:: TASK STATEMENT ::
Repeat exactly the lines from the one containing "Where can the framed" through the last line of the records below, both included, and nothing else.

◆ ◆ ◆ ◆ ◆

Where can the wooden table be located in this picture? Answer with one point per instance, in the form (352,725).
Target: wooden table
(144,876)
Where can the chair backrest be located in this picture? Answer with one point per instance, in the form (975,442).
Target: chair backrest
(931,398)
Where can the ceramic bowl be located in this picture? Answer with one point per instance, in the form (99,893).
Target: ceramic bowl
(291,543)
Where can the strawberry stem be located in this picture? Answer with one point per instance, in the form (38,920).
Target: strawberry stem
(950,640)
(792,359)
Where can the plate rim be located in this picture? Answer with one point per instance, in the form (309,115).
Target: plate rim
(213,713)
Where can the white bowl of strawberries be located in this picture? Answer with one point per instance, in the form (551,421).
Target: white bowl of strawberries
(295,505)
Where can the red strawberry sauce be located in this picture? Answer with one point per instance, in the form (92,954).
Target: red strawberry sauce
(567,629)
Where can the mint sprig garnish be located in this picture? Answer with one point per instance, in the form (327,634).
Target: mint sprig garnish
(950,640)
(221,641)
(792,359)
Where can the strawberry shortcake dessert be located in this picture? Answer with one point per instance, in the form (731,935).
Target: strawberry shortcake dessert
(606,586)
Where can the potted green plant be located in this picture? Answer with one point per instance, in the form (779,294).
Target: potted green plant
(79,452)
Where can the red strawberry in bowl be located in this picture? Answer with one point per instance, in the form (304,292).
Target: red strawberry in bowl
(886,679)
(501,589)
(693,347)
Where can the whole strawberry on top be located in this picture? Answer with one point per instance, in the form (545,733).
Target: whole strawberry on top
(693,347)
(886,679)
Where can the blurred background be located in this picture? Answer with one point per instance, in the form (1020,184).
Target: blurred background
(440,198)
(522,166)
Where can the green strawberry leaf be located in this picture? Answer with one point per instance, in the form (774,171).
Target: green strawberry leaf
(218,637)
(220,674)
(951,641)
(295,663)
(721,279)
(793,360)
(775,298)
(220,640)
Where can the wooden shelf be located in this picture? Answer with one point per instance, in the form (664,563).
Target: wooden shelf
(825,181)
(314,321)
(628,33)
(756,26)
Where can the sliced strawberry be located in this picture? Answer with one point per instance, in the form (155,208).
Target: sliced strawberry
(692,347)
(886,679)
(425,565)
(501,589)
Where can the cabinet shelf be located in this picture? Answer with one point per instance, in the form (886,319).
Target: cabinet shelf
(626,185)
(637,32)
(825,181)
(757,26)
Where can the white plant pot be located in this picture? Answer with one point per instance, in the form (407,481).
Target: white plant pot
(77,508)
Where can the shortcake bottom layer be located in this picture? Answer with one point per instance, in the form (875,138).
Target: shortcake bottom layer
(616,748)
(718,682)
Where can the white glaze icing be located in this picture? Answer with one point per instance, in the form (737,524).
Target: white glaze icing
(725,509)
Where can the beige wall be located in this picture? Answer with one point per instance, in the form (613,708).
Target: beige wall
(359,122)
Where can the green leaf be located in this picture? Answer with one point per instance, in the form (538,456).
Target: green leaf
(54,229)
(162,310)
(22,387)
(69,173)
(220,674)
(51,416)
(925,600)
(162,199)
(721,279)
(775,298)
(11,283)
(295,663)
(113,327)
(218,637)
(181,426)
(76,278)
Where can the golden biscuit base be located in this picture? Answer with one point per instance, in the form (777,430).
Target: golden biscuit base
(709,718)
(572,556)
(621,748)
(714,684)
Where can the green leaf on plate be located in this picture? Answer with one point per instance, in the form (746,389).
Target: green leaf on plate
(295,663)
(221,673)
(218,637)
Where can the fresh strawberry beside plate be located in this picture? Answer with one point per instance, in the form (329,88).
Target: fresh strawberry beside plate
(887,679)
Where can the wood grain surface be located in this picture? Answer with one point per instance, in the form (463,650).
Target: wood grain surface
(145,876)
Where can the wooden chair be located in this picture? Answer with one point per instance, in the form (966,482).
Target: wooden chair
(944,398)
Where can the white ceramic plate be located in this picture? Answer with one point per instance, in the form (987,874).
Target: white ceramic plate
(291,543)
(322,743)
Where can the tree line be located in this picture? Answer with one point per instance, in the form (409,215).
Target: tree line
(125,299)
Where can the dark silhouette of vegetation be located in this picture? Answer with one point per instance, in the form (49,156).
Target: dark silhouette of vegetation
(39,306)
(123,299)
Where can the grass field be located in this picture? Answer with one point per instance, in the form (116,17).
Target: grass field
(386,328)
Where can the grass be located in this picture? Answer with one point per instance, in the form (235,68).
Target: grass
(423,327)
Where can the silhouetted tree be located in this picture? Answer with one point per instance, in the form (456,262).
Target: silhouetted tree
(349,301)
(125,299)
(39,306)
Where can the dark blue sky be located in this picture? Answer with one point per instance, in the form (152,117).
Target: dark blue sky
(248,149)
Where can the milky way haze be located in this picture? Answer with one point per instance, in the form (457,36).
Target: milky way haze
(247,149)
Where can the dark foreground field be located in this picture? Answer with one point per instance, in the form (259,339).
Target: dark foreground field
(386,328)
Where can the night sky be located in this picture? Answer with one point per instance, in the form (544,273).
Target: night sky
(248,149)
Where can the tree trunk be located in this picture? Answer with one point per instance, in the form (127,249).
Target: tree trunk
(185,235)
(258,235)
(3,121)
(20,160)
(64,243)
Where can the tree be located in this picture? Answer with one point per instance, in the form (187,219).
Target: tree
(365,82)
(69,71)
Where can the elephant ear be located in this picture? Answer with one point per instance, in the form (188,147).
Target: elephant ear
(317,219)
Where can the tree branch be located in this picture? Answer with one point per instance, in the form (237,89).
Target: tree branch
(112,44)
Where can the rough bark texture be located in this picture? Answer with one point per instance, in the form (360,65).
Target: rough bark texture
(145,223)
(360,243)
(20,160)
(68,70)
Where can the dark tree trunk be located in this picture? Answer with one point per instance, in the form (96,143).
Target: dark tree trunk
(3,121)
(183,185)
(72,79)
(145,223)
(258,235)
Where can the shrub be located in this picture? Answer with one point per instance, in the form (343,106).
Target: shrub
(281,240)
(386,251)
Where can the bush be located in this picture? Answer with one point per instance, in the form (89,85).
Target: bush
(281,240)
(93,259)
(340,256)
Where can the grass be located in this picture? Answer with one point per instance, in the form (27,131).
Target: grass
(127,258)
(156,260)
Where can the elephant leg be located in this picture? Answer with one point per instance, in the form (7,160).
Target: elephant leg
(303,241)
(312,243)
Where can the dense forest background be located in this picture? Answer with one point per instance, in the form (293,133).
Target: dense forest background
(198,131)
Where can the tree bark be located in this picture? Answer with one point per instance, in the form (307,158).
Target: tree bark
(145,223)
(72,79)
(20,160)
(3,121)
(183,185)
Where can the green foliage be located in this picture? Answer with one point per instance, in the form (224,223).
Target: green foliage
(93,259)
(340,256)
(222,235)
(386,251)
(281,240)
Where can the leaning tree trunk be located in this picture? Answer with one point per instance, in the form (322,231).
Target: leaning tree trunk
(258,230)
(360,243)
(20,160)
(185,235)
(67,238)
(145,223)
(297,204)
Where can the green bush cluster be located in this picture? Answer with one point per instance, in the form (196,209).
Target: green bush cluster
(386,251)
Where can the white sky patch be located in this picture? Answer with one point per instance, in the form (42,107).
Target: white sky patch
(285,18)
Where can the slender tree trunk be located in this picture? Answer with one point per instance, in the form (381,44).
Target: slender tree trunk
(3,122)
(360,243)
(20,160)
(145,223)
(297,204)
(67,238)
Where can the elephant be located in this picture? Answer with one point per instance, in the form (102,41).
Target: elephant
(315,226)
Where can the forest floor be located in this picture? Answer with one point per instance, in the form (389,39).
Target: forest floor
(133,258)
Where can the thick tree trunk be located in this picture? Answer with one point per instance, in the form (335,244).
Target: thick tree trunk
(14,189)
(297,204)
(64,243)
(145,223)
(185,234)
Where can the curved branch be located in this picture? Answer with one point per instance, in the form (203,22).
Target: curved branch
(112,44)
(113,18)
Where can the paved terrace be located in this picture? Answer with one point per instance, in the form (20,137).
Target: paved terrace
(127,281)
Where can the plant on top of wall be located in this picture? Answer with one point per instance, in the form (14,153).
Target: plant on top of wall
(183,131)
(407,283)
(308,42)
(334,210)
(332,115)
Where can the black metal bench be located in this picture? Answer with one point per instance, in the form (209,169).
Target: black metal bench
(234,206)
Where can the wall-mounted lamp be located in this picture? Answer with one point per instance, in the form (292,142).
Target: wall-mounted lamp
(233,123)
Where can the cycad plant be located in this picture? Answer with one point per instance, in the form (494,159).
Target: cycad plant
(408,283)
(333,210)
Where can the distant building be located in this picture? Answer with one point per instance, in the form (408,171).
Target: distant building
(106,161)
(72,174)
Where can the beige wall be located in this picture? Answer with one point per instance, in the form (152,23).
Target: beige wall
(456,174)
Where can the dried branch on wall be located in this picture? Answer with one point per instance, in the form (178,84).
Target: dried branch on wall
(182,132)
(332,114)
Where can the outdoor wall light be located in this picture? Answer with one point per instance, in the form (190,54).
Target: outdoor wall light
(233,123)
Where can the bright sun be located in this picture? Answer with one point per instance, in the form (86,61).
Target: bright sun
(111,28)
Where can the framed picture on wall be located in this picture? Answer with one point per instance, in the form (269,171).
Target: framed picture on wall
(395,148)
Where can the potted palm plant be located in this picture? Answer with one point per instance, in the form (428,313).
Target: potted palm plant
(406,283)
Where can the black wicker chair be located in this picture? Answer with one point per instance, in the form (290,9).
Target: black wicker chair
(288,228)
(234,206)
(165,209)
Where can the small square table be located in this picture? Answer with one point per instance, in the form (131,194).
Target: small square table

◆ ◆ ◆ ◆ ◆

:: CORRECT ANSWER ::
Where can the framed picture on wall be located in this picture? Answer with one point per instance, in the form (269,171).
Target: framed picture on wall
(395,148)
Where can the potted palm plant be located in this picture? Answer with one point per instance, in the form (428,313).
Target: potted palm plant
(406,283)
Where can the black wicker chair be located in this picture? Answer with one point per instance, in the form (290,9).
Target: black wicker chair
(288,228)
(234,206)
(165,209)
Where can the small square table be located in this picture? Answer with one point per instance, in the form (131,194).
Target: small square table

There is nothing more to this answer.